*Exercise instructions*. Look below for the line containing "Greenhouse-scouting request: tag the forest". Output it and each remaining line of the entries exactly, and nothing else.

*Material supplied*.

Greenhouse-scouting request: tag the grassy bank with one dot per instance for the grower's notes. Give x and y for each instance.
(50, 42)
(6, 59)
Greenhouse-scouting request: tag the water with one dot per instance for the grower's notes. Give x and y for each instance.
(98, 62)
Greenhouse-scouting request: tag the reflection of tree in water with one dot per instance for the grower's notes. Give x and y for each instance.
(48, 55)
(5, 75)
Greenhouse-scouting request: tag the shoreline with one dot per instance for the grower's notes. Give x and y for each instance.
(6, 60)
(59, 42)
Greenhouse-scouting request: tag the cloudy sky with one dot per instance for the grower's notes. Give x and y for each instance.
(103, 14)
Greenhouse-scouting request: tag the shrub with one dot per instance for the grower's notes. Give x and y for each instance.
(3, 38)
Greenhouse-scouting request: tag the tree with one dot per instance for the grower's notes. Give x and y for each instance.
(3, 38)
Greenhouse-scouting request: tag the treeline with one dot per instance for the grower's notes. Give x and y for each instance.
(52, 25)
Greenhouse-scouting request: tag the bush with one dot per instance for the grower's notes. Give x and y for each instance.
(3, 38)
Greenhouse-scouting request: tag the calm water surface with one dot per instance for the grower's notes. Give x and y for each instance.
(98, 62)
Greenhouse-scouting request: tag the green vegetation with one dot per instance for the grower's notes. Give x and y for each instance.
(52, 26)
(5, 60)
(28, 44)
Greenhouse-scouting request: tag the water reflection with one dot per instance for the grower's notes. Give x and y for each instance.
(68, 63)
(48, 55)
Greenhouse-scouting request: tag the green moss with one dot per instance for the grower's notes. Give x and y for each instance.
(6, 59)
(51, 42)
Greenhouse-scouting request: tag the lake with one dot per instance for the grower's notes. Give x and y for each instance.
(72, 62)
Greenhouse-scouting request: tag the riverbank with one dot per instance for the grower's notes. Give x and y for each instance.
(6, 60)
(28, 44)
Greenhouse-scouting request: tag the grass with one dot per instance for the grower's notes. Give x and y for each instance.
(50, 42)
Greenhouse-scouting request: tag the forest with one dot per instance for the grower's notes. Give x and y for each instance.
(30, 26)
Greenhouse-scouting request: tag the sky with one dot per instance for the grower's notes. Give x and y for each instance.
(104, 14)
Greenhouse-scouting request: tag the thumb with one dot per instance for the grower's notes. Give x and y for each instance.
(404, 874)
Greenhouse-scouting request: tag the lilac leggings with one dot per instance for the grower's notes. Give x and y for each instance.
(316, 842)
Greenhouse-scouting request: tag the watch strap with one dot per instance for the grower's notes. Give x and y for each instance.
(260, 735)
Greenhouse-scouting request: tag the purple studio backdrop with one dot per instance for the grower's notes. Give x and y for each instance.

*Exercise response*.
Greenhouse-scouting request: tag the forest with one dot per instance for the grower's notes. Give x and y for each instance.
(30, 26)
Greenhouse-scouting request: tag the sky with one dot per instance for the grower's notes. Give x and y for each instance.
(104, 14)
Greenhouse-scouting request: tag the thumb with one dot per instance for the grower's notes. Give x and y for each instance.
(404, 874)
Greenhouse-scouting request: tag the lilac leggings with one dot per instance for the grower's notes. Give x and y for each instance.
(316, 842)
Greenhouse-scouting request: tag the watch strap with one dot per instance for the grower's notes. Give x and y for each instance.
(260, 735)
Greenhouse-scouting request: tag the purple studio backdrop with one dot per instance for the grower's notes. Give x and y for each instance.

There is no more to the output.